[STORED DATA — start]
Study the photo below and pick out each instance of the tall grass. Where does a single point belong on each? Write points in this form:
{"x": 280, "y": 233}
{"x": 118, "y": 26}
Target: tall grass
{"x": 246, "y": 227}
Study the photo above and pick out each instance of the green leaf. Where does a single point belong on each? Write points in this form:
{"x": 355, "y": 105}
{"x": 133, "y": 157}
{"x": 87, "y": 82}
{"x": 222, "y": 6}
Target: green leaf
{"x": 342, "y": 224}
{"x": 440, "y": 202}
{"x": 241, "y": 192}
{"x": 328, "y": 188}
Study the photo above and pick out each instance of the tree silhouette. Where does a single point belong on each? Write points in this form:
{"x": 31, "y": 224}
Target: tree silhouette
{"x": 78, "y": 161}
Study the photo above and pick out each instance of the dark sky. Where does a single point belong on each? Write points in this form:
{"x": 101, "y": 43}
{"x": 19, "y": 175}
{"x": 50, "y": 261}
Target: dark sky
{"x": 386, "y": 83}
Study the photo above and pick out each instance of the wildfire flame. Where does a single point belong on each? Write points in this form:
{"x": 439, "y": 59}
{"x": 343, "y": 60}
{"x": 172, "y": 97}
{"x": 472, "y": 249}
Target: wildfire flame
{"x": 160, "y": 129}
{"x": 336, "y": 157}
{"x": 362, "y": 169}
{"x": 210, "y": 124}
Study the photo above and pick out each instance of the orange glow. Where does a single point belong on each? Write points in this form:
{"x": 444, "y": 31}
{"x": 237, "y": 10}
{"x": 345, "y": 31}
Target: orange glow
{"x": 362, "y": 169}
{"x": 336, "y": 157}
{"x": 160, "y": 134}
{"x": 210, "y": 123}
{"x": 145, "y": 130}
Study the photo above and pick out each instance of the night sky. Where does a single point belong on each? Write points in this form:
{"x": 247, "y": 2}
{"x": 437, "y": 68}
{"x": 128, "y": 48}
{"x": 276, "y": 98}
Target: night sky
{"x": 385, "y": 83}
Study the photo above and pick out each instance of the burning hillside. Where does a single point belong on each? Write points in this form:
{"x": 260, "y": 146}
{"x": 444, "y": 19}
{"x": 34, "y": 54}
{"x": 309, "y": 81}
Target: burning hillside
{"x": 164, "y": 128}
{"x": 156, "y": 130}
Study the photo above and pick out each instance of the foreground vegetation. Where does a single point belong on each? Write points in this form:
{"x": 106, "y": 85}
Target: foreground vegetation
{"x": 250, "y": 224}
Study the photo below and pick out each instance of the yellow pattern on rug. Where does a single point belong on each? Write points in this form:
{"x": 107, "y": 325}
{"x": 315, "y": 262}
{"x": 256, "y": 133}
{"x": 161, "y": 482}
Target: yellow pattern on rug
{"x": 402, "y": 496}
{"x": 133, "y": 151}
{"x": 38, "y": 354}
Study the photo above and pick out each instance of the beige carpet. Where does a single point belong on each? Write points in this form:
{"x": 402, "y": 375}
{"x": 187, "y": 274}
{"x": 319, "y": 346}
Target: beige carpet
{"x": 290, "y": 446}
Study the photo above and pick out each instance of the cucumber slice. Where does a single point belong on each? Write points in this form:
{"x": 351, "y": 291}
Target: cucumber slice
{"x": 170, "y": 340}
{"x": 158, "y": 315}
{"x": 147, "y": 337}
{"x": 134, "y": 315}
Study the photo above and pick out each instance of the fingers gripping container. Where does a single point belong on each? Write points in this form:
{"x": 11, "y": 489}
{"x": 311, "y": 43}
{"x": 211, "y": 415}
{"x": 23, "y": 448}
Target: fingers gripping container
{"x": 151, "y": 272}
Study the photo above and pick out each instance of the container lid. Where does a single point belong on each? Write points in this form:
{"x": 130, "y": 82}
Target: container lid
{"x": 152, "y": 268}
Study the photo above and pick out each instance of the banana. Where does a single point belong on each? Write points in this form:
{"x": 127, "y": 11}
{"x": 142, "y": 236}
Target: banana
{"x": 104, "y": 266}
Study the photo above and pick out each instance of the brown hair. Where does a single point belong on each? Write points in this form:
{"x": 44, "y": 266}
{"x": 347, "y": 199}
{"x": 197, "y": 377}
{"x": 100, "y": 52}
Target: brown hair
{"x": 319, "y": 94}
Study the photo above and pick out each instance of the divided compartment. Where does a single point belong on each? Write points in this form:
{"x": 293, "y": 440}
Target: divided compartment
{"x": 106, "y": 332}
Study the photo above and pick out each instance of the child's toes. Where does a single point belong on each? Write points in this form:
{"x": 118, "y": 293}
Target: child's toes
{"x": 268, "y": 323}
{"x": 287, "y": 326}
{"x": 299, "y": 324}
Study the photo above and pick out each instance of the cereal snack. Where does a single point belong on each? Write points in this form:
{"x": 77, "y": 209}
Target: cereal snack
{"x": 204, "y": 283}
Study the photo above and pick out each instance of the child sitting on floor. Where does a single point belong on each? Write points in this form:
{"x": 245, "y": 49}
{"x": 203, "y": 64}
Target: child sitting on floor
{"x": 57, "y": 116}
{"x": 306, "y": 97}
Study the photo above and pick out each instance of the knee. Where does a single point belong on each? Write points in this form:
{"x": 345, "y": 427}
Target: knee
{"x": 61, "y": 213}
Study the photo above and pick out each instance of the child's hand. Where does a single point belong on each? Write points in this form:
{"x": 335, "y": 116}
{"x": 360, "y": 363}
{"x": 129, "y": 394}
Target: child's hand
[STORED DATA — finish]
TASK REQUIREMENTS:
All the material above is to be retyped exactly as it appears.

RESPONSE TO THIS EXERCISE:
Study the photo below and pick out each instance of the tall grass. Where does a single point belong on each? Write points in this form:
{"x": 280, "y": 233}
{"x": 118, "y": 26}
Target: tall grass
{"x": 246, "y": 227}
Study the photo above and pick out each instance of the green leaf. Where does a single point belong on each? Write points in this form:
{"x": 355, "y": 105}
{"x": 133, "y": 157}
{"x": 87, "y": 82}
{"x": 222, "y": 6}
Target: green leaf
{"x": 342, "y": 224}
{"x": 440, "y": 202}
{"x": 241, "y": 192}
{"x": 328, "y": 188}
Study the photo above and pick out each instance of the tree silhouette. Where does a single point belong on each? Write points in this form:
{"x": 31, "y": 224}
Target: tree silhouette
{"x": 78, "y": 161}
Study the photo above and pick out each instance of the dark sky. Where does a single point belong on each? Write points in this form:
{"x": 101, "y": 43}
{"x": 19, "y": 175}
{"x": 50, "y": 261}
Target: dark sky
{"x": 386, "y": 83}
Study the photo above and pick out each instance of the wildfire flame. Where does a single point belong on each? Write points in this form:
{"x": 439, "y": 59}
{"x": 343, "y": 60}
{"x": 172, "y": 97}
{"x": 472, "y": 249}
Target: wildfire flame
{"x": 160, "y": 129}
{"x": 336, "y": 157}
{"x": 362, "y": 169}
{"x": 210, "y": 124}
Study the photo above and pick out each instance of the orange glow. Where does a single point belong on each? Write points in this form:
{"x": 444, "y": 31}
{"x": 237, "y": 10}
{"x": 345, "y": 31}
Target: orange glow
{"x": 362, "y": 169}
{"x": 336, "y": 157}
{"x": 160, "y": 134}
{"x": 210, "y": 123}
{"x": 145, "y": 130}
Study the photo above and pick out each instance of the night sky. Where does a single point belong on each? Write points in this form:
{"x": 247, "y": 2}
{"x": 437, "y": 68}
{"x": 128, "y": 48}
{"x": 276, "y": 98}
Target: night sky
{"x": 385, "y": 83}
Study the photo above and pick out each instance of the burning hillside. Where does a single point belong on each? Write points in this form:
{"x": 260, "y": 146}
{"x": 444, "y": 19}
{"x": 34, "y": 54}
{"x": 309, "y": 81}
Target: burning hillside
{"x": 164, "y": 128}
{"x": 156, "y": 130}
Study the photo above and pick out each instance of the foreground vegetation. Where does a single point belong on each? Write points in this form:
{"x": 106, "y": 85}
Target: foreground vegetation
{"x": 250, "y": 224}
Study the photo below and pick out each instance of the yellow pattern on rug. Where does a single point belong on each? Write points in this form:
{"x": 107, "y": 325}
{"x": 315, "y": 262}
{"x": 256, "y": 133}
{"x": 161, "y": 482}
Target: yellow pattern on rug
{"x": 402, "y": 496}
{"x": 133, "y": 151}
{"x": 38, "y": 354}
Study the photo above and pick out each instance of the beige carpet. Where does a single point belong on each? Write points in this form:
{"x": 402, "y": 375}
{"x": 187, "y": 274}
{"x": 319, "y": 346}
Target: beige carpet
{"x": 290, "y": 446}
Study the photo above and pick out each instance of the cucumber slice. Where does a single point belong on each? Write points in this form:
{"x": 351, "y": 291}
Target: cucumber slice
{"x": 170, "y": 340}
{"x": 158, "y": 315}
{"x": 147, "y": 337}
{"x": 134, "y": 315}
Study the photo above and pick out each instance of the fingers gripping container. Where does a single point belong on each? Write points in this form:
{"x": 11, "y": 489}
{"x": 311, "y": 43}
{"x": 211, "y": 415}
{"x": 23, "y": 448}
Target: fingers gripping container
{"x": 151, "y": 272}
Study the photo above and pick out each instance of the container lid. Where does a single point belong on each? Write points in this form:
{"x": 130, "y": 82}
Target: container lid
{"x": 152, "y": 268}
Study the photo above and pick out each instance of the banana. Where does a single point belong on each? Write points in this form:
{"x": 127, "y": 11}
{"x": 142, "y": 236}
Target: banana
{"x": 104, "y": 266}
Study the photo above and pick out each instance of the brown hair. Where does a single point belong on each? Write points in this form:
{"x": 44, "y": 266}
{"x": 347, "y": 199}
{"x": 197, "y": 377}
{"x": 100, "y": 52}
Target: brown hair
{"x": 319, "y": 94}
Study the photo above and pick out each instance of the divided compartment. Where does a single point belong on each? Write points in this form:
{"x": 293, "y": 440}
Target: divided compartment
{"x": 106, "y": 332}
Study the photo above and pick out each instance of the child's toes. Where does a single point belong on each? Write points in this form:
{"x": 118, "y": 293}
Target: child's toes
{"x": 268, "y": 323}
{"x": 287, "y": 326}
{"x": 299, "y": 324}
Study the photo above and pick out each instance of the cereal snack. Where does a single point belong on each? Write points in this form:
{"x": 77, "y": 209}
Target: cereal snack
{"x": 204, "y": 283}
Study the photo above and pick out each instance of the child sitting on floor. Where does a single point belong on each? Write points in this form:
{"x": 245, "y": 49}
{"x": 203, "y": 64}
Target: child sitting on floor
{"x": 57, "y": 116}
{"x": 306, "y": 97}
Study the photo above and pick out each instance of the knee. Where does a single point belong on each? Write points in this form:
{"x": 345, "y": 427}
Target: knee
{"x": 61, "y": 213}
Study the photo above and pick out each instance of the child's hand. Where does a single point belong on each? Write points in this form:
{"x": 335, "y": 116}
{"x": 360, "y": 363}
{"x": 129, "y": 394}
Target: child's hand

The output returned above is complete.